▶ EXERCISE PROMPT
Pick out each line in the records below that contains the string "grass" with the same capitalization, and copy those lines.

# start of SOURCE DATA

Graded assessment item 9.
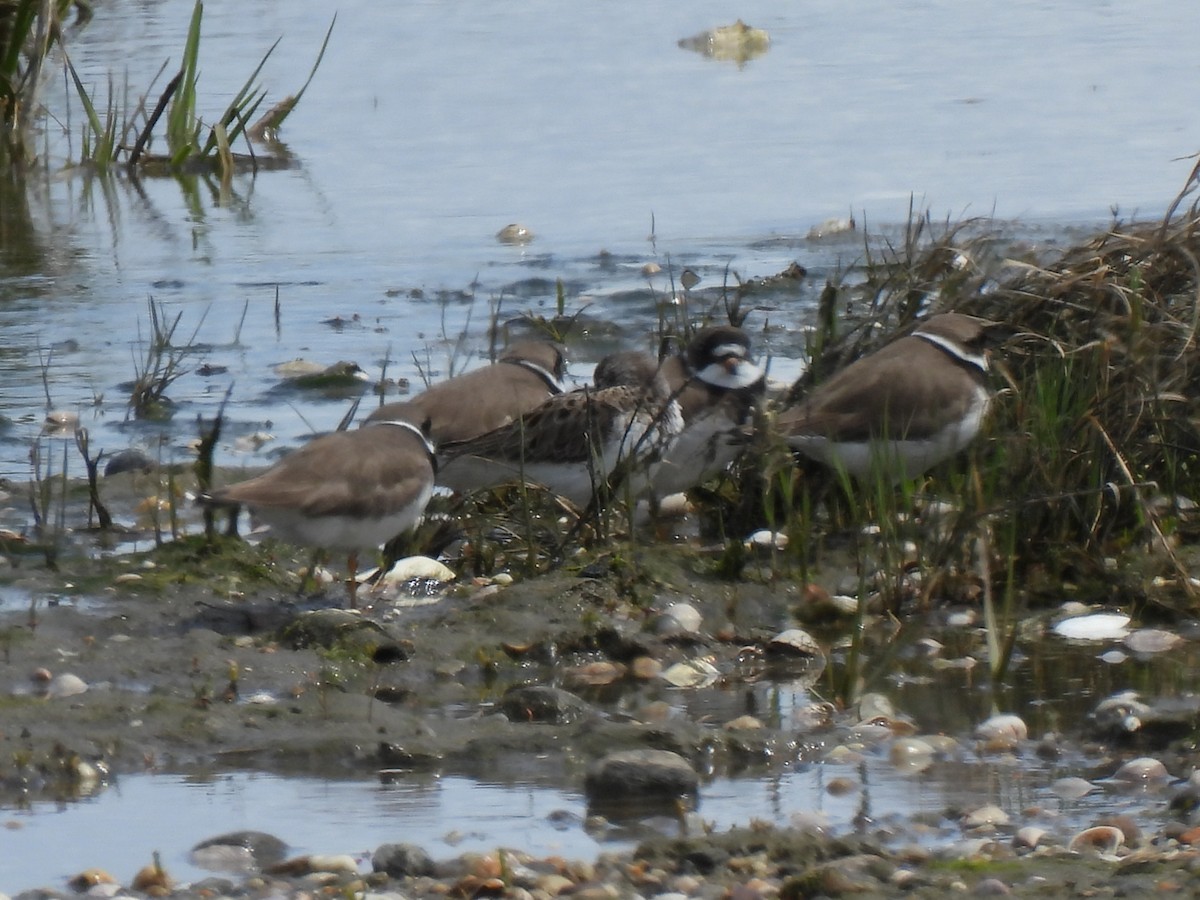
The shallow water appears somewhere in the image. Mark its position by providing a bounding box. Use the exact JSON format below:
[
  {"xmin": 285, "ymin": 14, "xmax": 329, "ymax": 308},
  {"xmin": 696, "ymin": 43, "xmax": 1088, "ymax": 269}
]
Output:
[
  {"xmin": 0, "ymin": 0, "xmax": 1200, "ymax": 889},
  {"xmin": 0, "ymin": 0, "xmax": 1200, "ymax": 479},
  {"xmin": 0, "ymin": 628, "xmax": 1200, "ymax": 893}
]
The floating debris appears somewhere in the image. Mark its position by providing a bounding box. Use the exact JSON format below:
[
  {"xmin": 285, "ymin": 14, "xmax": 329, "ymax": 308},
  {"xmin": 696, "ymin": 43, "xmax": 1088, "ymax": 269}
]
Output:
[
  {"xmin": 808, "ymin": 216, "xmax": 857, "ymax": 241},
  {"xmin": 42, "ymin": 409, "xmax": 79, "ymax": 437},
  {"xmin": 1067, "ymin": 826, "xmax": 1124, "ymax": 857},
  {"xmin": 369, "ymin": 557, "xmax": 458, "ymax": 587},
  {"xmin": 1051, "ymin": 612, "xmax": 1130, "ymax": 641},
  {"xmin": 678, "ymin": 19, "xmax": 770, "ymax": 68},
  {"xmin": 496, "ymin": 222, "xmax": 533, "ymax": 245},
  {"xmin": 974, "ymin": 715, "xmax": 1030, "ymax": 751},
  {"xmin": 662, "ymin": 659, "xmax": 721, "ymax": 688},
  {"xmin": 104, "ymin": 448, "xmax": 154, "ymax": 478},
  {"xmin": 1124, "ymin": 628, "xmax": 1183, "ymax": 654}
]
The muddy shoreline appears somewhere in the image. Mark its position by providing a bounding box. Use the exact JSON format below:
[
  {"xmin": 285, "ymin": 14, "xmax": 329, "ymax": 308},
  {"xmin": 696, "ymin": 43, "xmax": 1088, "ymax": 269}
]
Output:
[{"xmin": 0, "ymin": 480, "xmax": 1200, "ymax": 896}]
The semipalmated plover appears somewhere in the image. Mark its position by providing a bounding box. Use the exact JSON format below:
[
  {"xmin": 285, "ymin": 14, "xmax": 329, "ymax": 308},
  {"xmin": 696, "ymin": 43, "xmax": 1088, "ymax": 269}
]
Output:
[
  {"xmin": 776, "ymin": 313, "xmax": 998, "ymax": 482},
  {"xmin": 438, "ymin": 352, "xmax": 683, "ymax": 506},
  {"xmin": 364, "ymin": 341, "xmax": 566, "ymax": 446},
  {"xmin": 649, "ymin": 325, "xmax": 767, "ymax": 499},
  {"xmin": 202, "ymin": 419, "xmax": 434, "ymax": 606}
]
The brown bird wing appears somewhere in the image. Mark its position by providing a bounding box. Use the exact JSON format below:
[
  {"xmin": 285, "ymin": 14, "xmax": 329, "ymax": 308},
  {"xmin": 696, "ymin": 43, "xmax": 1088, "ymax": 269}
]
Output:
[
  {"xmin": 367, "ymin": 362, "xmax": 551, "ymax": 446},
  {"xmin": 778, "ymin": 337, "xmax": 983, "ymax": 440},
  {"xmin": 442, "ymin": 386, "xmax": 642, "ymax": 463},
  {"xmin": 212, "ymin": 425, "xmax": 433, "ymax": 518}
]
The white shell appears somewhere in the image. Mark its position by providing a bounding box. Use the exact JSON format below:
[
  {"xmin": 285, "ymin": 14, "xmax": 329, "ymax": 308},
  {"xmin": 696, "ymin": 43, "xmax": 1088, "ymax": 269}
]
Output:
[
  {"xmin": 1050, "ymin": 776, "xmax": 1096, "ymax": 800},
  {"xmin": 662, "ymin": 659, "xmax": 721, "ymax": 688},
  {"xmin": 1067, "ymin": 826, "xmax": 1124, "ymax": 856},
  {"xmin": 1112, "ymin": 756, "xmax": 1171, "ymax": 785},
  {"xmin": 1124, "ymin": 628, "xmax": 1183, "ymax": 653},
  {"xmin": 962, "ymin": 804, "xmax": 1008, "ymax": 828},
  {"xmin": 1052, "ymin": 612, "xmax": 1129, "ymax": 641},
  {"xmin": 976, "ymin": 715, "xmax": 1030, "ymax": 750},
  {"xmin": 379, "ymin": 557, "xmax": 457, "ymax": 587}
]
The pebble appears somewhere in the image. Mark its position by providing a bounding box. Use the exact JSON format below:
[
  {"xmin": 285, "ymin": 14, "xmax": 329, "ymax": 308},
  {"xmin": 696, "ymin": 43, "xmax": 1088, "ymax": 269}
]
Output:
[
  {"xmin": 584, "ymin": 750, "xmax": 700, "ymax": 803},
  {"xmin": 974, "ymin": 715, "xmax": 1030, "ymax": 752},
  {"xmin": 1067, "ymin": 826, "xmax": 1124, "ymax": 856}
]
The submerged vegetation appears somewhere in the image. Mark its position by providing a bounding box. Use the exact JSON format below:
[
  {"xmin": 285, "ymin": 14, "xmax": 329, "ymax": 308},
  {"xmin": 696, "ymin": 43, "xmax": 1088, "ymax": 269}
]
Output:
[{"xmin": 0, "ymin": 0, "xmax": 337, "ymax": 176}]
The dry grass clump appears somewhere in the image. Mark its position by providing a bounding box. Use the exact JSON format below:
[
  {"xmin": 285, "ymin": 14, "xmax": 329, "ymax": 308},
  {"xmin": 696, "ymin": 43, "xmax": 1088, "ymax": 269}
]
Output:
[{"xmin": 793, "ymin": 166, "xmax": 1200, "ymax": 610}]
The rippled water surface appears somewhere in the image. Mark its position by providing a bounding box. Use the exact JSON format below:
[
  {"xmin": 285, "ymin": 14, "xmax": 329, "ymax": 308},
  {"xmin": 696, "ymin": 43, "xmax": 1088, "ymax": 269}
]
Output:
[
  {"xmin": 0, "ymin": 0, "xmax": 1200, "ymax": 478},
  {"xmin": 0, "ymin": 0, "xmax": 1200, "ymax": 889}
]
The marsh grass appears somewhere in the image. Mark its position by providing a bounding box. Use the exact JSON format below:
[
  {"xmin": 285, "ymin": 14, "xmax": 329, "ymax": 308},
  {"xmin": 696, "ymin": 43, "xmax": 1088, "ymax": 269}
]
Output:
[
  {"xmin": 128, "ymin": 298, "xmax": 208, "ymax": 419},
  {"xmin": 0, "ymin": 0, "xmax": 91, "ymax": 168},
  {"xmin": 64, "ymin": 0, "xmax": 337, "ymax": 174}
]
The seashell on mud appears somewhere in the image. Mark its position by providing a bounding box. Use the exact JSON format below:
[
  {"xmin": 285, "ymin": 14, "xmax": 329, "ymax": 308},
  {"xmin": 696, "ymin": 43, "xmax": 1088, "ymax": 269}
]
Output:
[
  {"xmin": 67, "ymin": 869, "xmax": 116, "ymax": 894},
  {"xmin": 496, "ymin": 222, "xmax": 533, "ymax": 244},
  {"xmin": 808, "ymin": 218, "xmax": 856, "ymax": 241},
  {"xmin": 946, "ymin": 610, "xmax": 979, "ymax": 628},
  {"xmin": 1067, "ymin": 826, "xmax": 1124, "ymax": 856},
  {"xmin": 46, "ymin": 672, "xmax": 88, "ymax": 698},
  {"xmin": 767, "ymin": 628, "xmax": 824, "ymax": 662},
  {"xmin": 960, "ymin": 804, "xmax": 1008, "ymax": 829},
  {"xmin": 563, "ymin": 661, "xmax": 628, "ymax": 688},
  {"xmin": 1050, "ymin": 776, "xmax": 1096, "ymax": 800},
  {"xmin": 888, "ymin": 738, "xmax": 934, "ymax": 774},
  {"xmin": 1051, "ymin": 612, "xmax": 1130, "ymax": 641},
  {"xmin": 1124, "ymin": 628, "xmax": 1183, "ymax": 654},
  {"xmin": 379, "ymin": 557, "xmax": 458, "ymax": 587},
  {"xmin": 130, "ymin": 862, "xmax": 174, "ymax": 895},
  {"xmin": 233, "ymin": 431, "xmax": 275, "ymax": 454},
  {"xmin": 271, "ymin": 356, "xmax": 325, "ymax": 378},
  {"xmin": 263, "ymin": 853, "xmax": 359, "ymax": 876},
  {"xmin": 678, "ymin": 19, "xmax": 770, "ymax": 65},
  {"xmin": 1013, "ymin": 826, "xmax": 1046, "ymax": 850},
  {"xmin": 721, "ymin": 715, "xmax": 766, "ymax": 731},
  {"xmin": 974, "ymin": 714, "xmax": 1030, "ymax": 750},
  {"xmin": 826, "ymin": 775, "xmax": 859, "ymax": 797},
  {"xmin": 654, "ymin": 604, "xmax": 703, "ymax": 635},
  {"xmin": 745, "ymin": 528, "xmax": 787, "ymax": 550},
  {"xmin": 661, "ymin": 659, "xmax": 721, "ymax": 688},
  {"xmin": 824, "ymin": 744, "xmax": 863, "ymax": 766},
  {"xmin": 858, "ymin": 692, "xmax": 896, "ymax": 719}
]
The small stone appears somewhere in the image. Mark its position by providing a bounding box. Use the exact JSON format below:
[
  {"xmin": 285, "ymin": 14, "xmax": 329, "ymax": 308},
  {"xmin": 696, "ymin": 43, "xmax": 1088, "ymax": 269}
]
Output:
[
  {"xmin": 974, "ymin": 715, "xmax": 1030, "ymax": 752},
  {"xmin": 1050, "ymin": 776, "xmax": 1096, "ymax": 800},
  {"xmin": 654, "ymin": 604, "xmax": 703, "ymax": 636},
  {"xmin": 724, "ymin": 715, "xmax": 764, "ymax": 731},
  {"xmin": 1067, "ymin": 826, "xmax": 1124, "ymax": 856},
  {"xmin": 1112, "ymin": 756, "xmax": 1171, "ymax": 785},
  {"xmin": 1124, "ymin": 628, "xmax": 1183, "ymax": 654},
  {"xmin": 1013, "ymin": 826, "xmax": 1046, "ymax": 850},
  {"xmin": 962, "ymin": 804, "xmax": 1008, "ymax": 829},
  {"xmin": 629, "ymin": 656, "xmax": 662, "ymax": 682},
  {"xmin": 974, "ymin": 878, "xmax": 1013, "ymax": 896},
  {"xmin": 500, "ymin": 684, "xmax": 596, "ymax": 725},
  {"xmin": 371, "ymin": 844, "xmax": 433, "ymax": 878},
  {"xmin": 46, "ymin": 672, "xmax": 88, "ymax": 698},
  {"xmin": 584, "ymin": 750, "xmax": 700, "ymax": 802}
]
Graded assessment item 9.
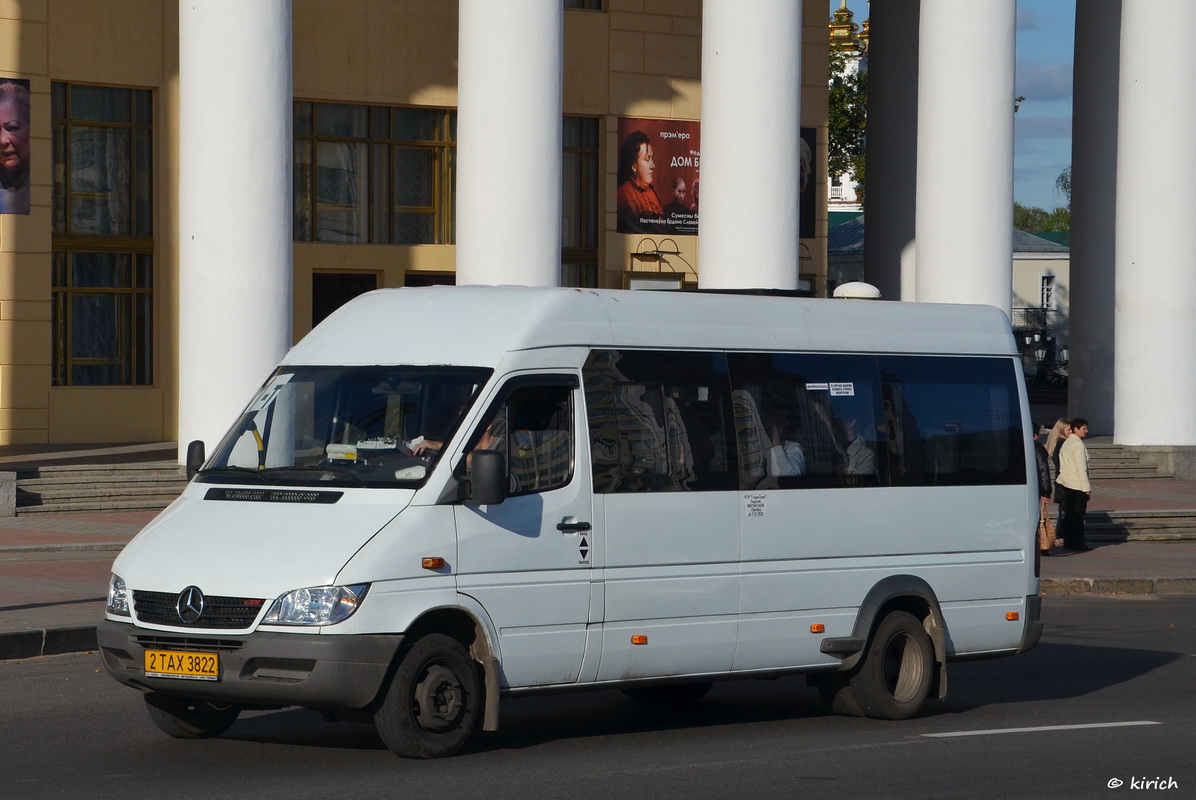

# end of SOURCE DATA

▶ RESPONSE
The dry grass clump appears somewhere in the image. Mark its position by providing a bounding box. Use the exact JSON format below:
The marsh grass appears somewhere in the image. Mark its position by providing a bounding box. Use the exact JSON format below:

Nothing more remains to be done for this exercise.